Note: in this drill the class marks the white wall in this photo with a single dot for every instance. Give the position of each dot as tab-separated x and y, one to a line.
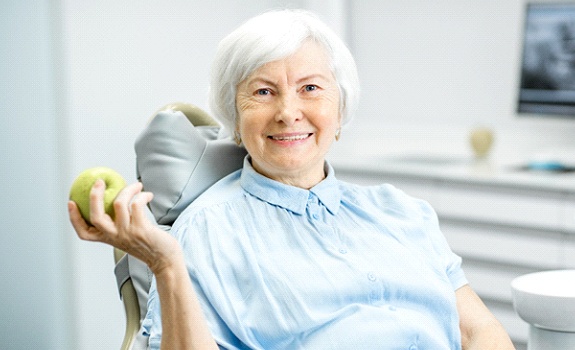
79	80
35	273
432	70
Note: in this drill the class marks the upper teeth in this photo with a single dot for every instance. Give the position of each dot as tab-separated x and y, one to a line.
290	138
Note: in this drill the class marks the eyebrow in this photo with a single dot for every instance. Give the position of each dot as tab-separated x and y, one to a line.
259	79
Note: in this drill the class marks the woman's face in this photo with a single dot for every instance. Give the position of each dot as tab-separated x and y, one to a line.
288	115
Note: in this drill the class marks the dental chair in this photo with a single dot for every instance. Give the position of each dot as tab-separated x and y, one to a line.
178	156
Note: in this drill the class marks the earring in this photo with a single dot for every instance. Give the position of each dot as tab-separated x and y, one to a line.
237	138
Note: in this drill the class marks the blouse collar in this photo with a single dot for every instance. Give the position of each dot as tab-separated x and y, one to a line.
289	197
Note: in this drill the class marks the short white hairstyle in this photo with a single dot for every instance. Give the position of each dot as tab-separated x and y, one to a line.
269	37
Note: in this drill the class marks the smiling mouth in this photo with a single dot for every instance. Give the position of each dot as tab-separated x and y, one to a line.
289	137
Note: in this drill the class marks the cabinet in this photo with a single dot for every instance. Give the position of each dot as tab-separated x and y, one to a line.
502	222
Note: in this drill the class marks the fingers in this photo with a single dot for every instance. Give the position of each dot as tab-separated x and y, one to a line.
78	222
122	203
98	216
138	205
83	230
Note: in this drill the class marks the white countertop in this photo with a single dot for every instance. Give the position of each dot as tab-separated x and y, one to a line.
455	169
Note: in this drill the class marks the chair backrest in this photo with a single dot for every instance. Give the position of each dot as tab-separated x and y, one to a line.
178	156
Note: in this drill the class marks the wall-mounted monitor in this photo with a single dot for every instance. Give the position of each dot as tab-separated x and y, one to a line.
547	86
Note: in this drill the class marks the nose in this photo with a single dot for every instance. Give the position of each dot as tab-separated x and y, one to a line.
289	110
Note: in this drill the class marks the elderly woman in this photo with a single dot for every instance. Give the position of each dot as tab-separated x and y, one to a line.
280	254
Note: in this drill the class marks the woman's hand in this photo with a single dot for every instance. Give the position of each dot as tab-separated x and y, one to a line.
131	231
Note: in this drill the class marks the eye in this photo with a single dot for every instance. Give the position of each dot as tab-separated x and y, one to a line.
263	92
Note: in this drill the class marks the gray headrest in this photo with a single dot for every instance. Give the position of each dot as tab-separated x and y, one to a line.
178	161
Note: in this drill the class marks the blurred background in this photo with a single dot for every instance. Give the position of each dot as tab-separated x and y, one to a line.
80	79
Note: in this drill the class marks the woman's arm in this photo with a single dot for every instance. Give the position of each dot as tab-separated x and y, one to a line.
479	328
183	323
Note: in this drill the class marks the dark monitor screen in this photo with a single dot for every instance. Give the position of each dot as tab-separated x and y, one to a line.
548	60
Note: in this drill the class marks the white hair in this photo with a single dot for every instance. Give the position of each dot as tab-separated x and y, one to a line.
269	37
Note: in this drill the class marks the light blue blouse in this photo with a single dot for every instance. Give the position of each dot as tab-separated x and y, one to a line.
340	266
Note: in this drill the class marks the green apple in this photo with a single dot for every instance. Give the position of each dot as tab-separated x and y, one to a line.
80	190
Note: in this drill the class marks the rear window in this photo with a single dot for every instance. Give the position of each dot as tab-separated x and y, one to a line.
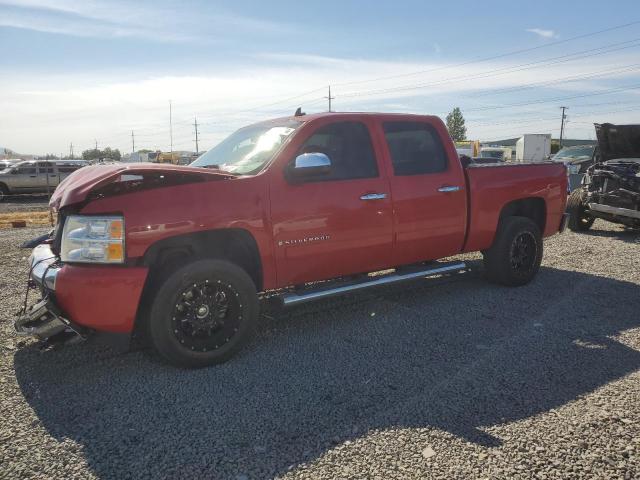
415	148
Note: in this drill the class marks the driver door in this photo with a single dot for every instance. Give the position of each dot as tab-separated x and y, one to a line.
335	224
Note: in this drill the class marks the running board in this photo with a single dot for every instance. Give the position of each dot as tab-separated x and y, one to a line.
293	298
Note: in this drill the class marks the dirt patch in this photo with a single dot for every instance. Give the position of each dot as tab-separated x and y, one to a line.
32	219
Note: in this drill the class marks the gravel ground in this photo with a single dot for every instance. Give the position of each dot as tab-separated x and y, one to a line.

▶ [Try it]: Return all of the material exactly, without pictures.

▶ [Result for this exercise]:
Note: in this drill the class marks the white wall in this photo with a single dot for every instance. Give the position of each dot as tab-separated x and y, one to a line.
79	80
35	273
432	70
Note: in this drill the class marks the upper teeth in this photo with a single dot for every instance. Give the position of each dot as tab-separated x and y, one to a line.
290	138
Note: in this drill the class marks the eyebrow in this photo with a single dot for every instance. Give the position of each dot as tab-separated x and y, one to a line.
259	79
Note: in this drill the class marks the woman's face in this photo with a single dot for every instance. Give the position of each dot as tab-separated x and y, one to a line.
288	115
Note: in this drill the class marks the dental chair in this photo with a single dot for every instance. Give the position of each dot as tab-separated x and y, one to a line.
178	156
Note: in this drill the class marks the earring in this photo with a single dot for every instance. Give the position of each dot as tab-separated x and y, one to a line.
237	138
Note: in this drill the class marks the blouse collar in this photo with a single dot for every instance. Give the position of each dot as tab-separated x and y, one to a line.
289	197
Note: in this drill the class marks the short white hairstyle in this photo with a single dot for every instance. Give the position of each dot as tab-separated x and y, one to a line.
269	37
Note: in this drill the class marks the smiling mouth in this photo with a single dot for every instance. Give the position of each dot as tab-separated x and y, one to a line.
289	137
Note: in this drill the class marks the cabinet in this photo with a single dot for every instance. Give the position of each dot as tab-separated x and y, one to a line.
502	222
Note: in this drill the class marks the fingers in this photo with a single dot for every instance. Give the position of each dot as tab-separated x and y, one to a line.
78	222
122	203
98	216
138	205
83	230
Note: in this drill the class marks the white countertop in this photo with a single dot for every instance. Give the position of each dot as tab-separated x and y, one to a line.
455	169
Note: in this drill the class marks the chair backrest in this photo with a single dot for every instance. Give the position of each dot as tab-separated x and y, one to a line.
178	156
Note: in this drill the class marks the wall-mounted monitor in this photo with a single dot for every instance. Give the position of each dot as tab-separated x and y, one to a line.
547	86
Note: in this drill the class marks the nose in this photo with a single dot for every instance. Give the position of each dot as tab-separated x and y, one to a line.
289	110
Note: in this drill the class marks the elderly woman in this photo with a single dot for every instance. Give the position of each dot as tab-separated x and y, one to a line.
280	254
Note: in this drill the class marks the woman's hand in this photo with a single dot for every instance. Give the position of each dot as tab-separated x and y, one to a line.
131	231
Note: in this drill the class marks the eye in this photo with a single dot for every instance. Give the position of each dot as tab-separated x and y, one to a line.
263	92
Note: in this drill the class marks the gray headrest in this photo with a single dot for every instance. Give the position of each dot as tab-separated x and y, one to a line.
178	161
Note: in this drill the class marks the blurred background in this photo with a single dot for every instance. Give the position of each dot as tab-separated x and y, one to a line.
80	79
Note: in this drill the class marks the woman's arm in this photo with a single dot for every instance. Give the position of each dot as tab-separated x and y, one to a line.
479	328
183	323
Note: in this drill the class marks the dark monitor screen in this photo with a single dot for every instance. Give the position of each dot as tab-separated x and y, one to a line.
548	60
Note: in this drill the class marks the white hair in this photo with a single dot for every instance. Give the position of each dot as tab-separated x and y, one to a line.
269	37
Note: in this drill the class marks the light blue blouse in this photo with a single dot for every instance. Give the position of each dot as tab-separated x and y, one to a line.
340	266
Note: in this drill the class marks the green apple in this photo with a single dot for every instance. Give the position of each dot as tab-separated x and y, one to a line.
80	190
Note: in this drill the class marks the rear window in this photo with a single dot for every instance. Give the position of each dot as tab-separated x and y, one to a line.
415	148
Note: in this drill the class marks the driver door in this photo with a single dot for every instance. Give the position of each dot as tab-separated x and y, one to a line.
335	224
Note: in this drill the class marks the running board in this photo with a single dot for every instance. Give the position of each dot as tab-separated x and y, one to a line.
293	298
Note: in this drill the class marks the dirt patch in this photo with a single dot for every instance. Give the position of each dot as tab-separated x and y, one to a line.
32	219
Note: in this drill the class marks the gravel ground in this photo with a single dot for every instance. Give the position of each dot as tab-separated x and y, one to a line.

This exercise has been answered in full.